## Information supplied:
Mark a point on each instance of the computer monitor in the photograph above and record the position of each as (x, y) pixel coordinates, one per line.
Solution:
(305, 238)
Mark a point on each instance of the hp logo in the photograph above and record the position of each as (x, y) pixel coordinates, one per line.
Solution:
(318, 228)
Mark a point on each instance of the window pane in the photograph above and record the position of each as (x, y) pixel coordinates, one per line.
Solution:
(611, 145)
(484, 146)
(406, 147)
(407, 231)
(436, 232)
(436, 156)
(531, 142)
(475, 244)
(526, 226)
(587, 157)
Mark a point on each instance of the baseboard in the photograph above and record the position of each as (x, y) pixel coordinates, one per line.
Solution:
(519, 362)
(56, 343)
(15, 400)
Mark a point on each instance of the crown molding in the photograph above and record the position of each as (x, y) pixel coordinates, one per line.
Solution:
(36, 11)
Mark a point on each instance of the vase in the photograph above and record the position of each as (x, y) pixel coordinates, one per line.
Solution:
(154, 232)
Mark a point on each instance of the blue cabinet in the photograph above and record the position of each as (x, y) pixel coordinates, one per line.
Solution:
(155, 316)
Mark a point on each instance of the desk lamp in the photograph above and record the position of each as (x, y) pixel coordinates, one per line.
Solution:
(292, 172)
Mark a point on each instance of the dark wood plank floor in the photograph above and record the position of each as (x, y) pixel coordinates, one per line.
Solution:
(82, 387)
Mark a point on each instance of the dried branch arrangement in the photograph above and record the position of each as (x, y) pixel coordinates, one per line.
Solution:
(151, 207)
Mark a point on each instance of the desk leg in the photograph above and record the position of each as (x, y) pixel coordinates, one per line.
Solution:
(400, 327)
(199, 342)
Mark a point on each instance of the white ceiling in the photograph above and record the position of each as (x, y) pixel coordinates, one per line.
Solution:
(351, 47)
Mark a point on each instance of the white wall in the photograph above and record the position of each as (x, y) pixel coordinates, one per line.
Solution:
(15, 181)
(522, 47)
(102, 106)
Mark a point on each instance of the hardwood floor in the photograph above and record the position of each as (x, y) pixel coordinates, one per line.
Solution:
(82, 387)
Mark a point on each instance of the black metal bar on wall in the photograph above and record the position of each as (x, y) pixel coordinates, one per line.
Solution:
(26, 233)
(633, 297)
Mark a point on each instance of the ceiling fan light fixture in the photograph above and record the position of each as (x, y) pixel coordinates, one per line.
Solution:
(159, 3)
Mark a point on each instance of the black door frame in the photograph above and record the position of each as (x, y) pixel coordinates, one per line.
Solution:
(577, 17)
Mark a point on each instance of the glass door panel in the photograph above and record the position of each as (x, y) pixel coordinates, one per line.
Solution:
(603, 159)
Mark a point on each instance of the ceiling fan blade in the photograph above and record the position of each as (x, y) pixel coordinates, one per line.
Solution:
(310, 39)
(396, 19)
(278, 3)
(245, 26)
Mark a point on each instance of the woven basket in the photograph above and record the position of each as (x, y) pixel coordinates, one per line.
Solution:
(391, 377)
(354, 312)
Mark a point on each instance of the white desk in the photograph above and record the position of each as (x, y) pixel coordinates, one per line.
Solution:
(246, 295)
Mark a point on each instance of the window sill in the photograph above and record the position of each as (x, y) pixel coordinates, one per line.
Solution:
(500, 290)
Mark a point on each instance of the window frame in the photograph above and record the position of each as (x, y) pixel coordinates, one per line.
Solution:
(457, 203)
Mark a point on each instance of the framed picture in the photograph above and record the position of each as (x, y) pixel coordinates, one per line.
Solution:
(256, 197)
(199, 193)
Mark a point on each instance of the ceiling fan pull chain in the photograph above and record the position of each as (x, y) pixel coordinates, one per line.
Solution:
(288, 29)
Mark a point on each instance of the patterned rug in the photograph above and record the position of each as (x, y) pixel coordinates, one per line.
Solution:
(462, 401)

## Task:
Please find the lines in the data that contain the word "floor" and copy them.

## Response to the exercise:
Mark a point on each instance of the dark wood plank floor in the photograph above and record the position of each as (x, y) pixel coordinates, one per line.
Mark a point on each instance of the hardwood floor in the photograph above and record the position of each as (x, y) pixel coordinates, one per line.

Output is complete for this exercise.